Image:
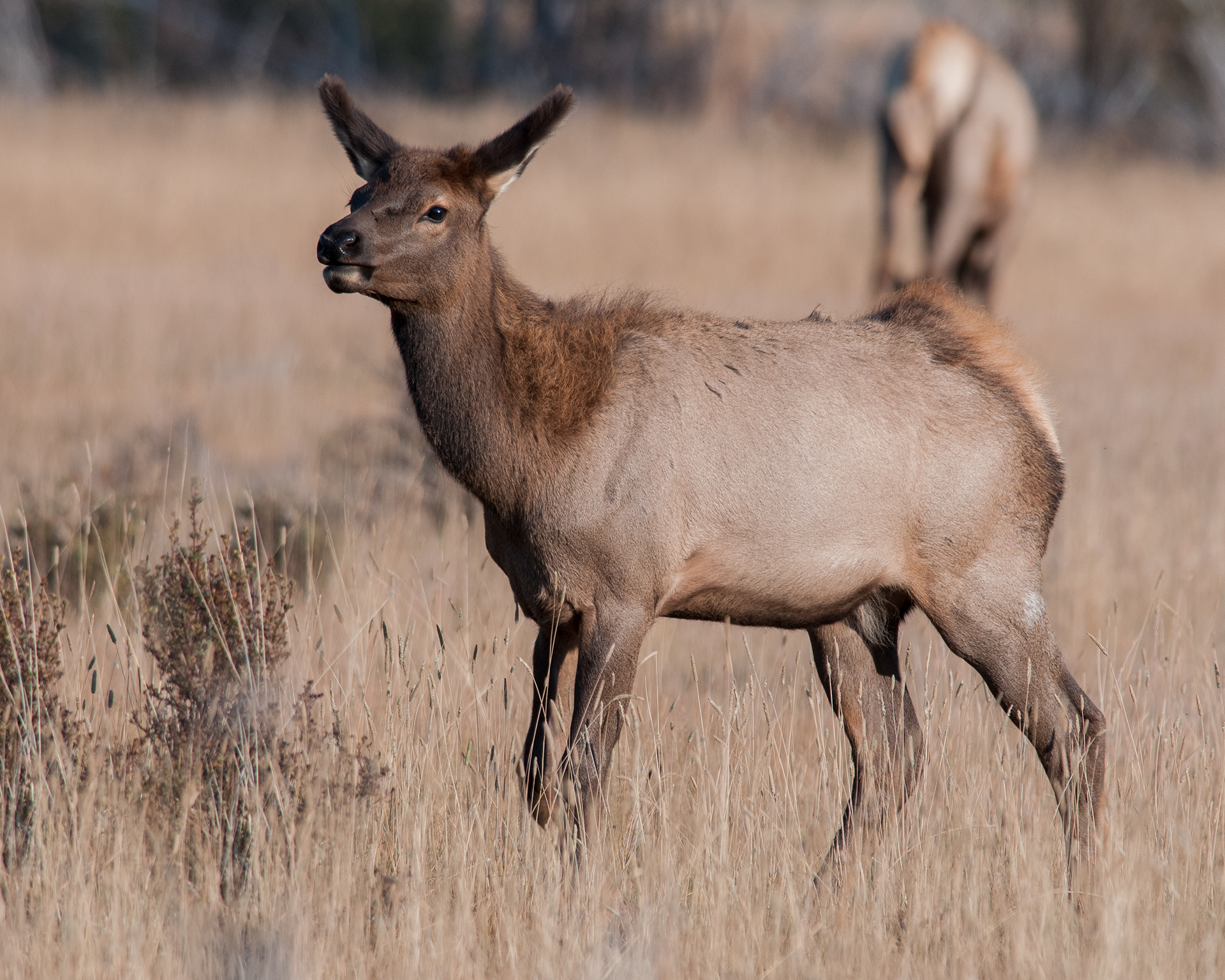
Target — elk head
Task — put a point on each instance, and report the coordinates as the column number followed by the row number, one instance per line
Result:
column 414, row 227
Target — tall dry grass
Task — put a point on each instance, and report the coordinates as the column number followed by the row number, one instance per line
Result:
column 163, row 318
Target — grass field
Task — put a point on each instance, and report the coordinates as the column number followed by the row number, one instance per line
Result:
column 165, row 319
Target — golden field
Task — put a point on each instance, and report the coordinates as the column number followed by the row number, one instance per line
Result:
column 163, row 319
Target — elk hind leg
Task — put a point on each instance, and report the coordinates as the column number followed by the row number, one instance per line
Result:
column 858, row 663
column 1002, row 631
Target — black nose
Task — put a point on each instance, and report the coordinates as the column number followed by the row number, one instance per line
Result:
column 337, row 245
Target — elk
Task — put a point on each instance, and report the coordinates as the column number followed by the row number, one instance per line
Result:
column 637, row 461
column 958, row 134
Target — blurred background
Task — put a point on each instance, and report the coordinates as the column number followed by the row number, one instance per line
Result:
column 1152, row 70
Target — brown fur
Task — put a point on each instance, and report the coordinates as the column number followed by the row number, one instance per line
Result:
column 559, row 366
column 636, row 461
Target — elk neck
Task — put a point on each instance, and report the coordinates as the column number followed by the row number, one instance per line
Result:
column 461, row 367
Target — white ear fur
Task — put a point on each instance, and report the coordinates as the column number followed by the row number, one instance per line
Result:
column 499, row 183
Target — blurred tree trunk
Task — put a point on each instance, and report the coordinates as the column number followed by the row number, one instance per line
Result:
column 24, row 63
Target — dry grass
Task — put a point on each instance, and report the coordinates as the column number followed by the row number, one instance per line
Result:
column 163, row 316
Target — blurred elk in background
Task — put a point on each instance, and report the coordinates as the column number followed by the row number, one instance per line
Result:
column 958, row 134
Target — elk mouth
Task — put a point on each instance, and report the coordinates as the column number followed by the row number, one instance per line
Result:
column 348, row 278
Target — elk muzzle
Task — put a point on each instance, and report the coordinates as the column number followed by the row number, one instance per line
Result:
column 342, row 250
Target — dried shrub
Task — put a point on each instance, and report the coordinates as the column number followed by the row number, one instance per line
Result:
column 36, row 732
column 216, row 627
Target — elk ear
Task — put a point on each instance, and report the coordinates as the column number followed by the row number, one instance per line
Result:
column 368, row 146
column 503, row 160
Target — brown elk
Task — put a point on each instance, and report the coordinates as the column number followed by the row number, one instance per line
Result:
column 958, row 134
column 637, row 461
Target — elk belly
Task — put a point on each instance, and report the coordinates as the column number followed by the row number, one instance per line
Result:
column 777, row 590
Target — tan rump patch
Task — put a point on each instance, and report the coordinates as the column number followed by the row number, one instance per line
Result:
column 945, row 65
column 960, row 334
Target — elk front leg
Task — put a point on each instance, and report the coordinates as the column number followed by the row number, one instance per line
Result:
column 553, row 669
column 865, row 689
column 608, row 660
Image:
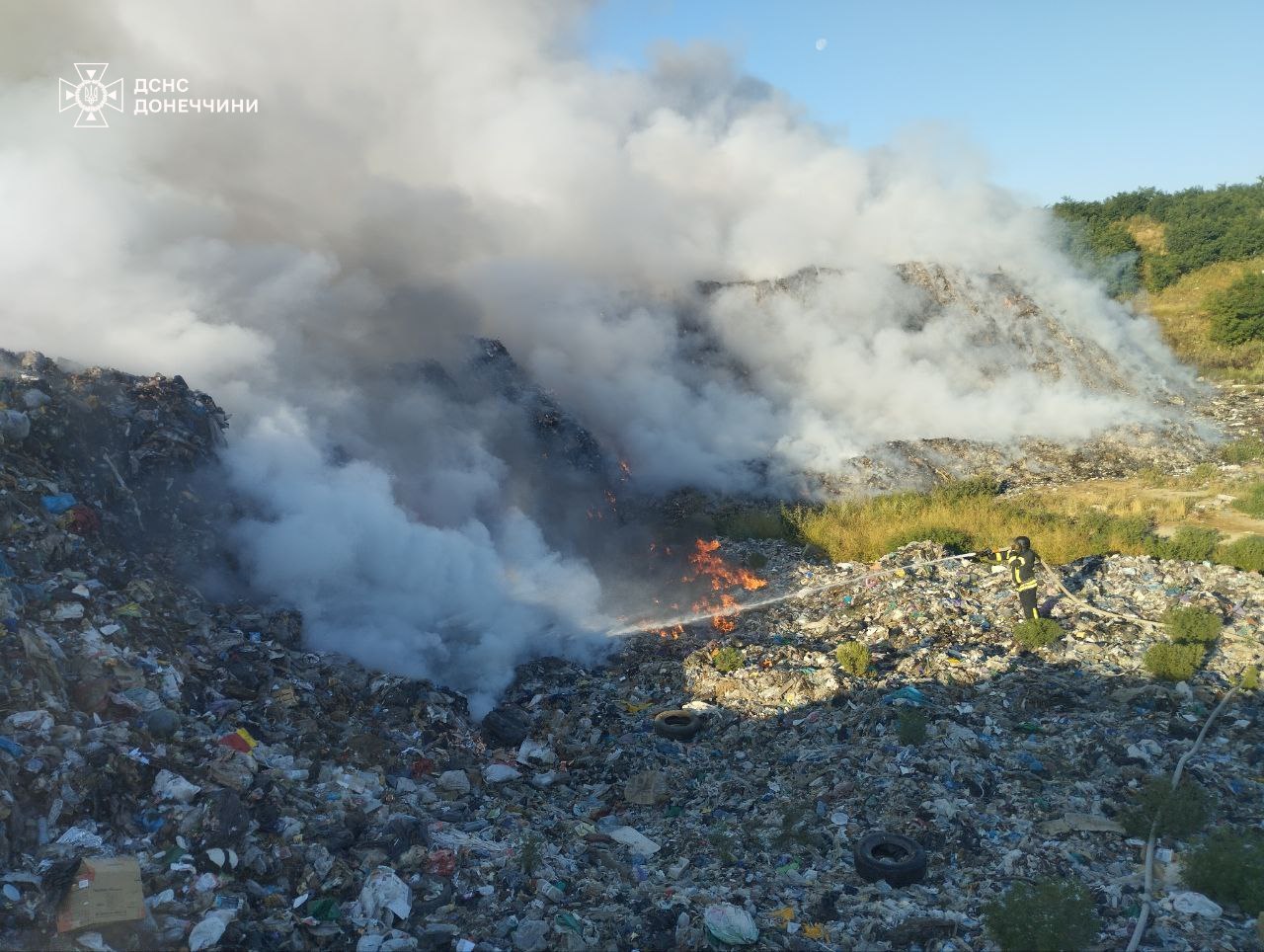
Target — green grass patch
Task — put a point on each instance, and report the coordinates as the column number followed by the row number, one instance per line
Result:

* **EXERCISE**: Pull out every line above that holds the word "patch".

* **TASK OUTPUT**:
Target — tan rump patch
Target — green grass patch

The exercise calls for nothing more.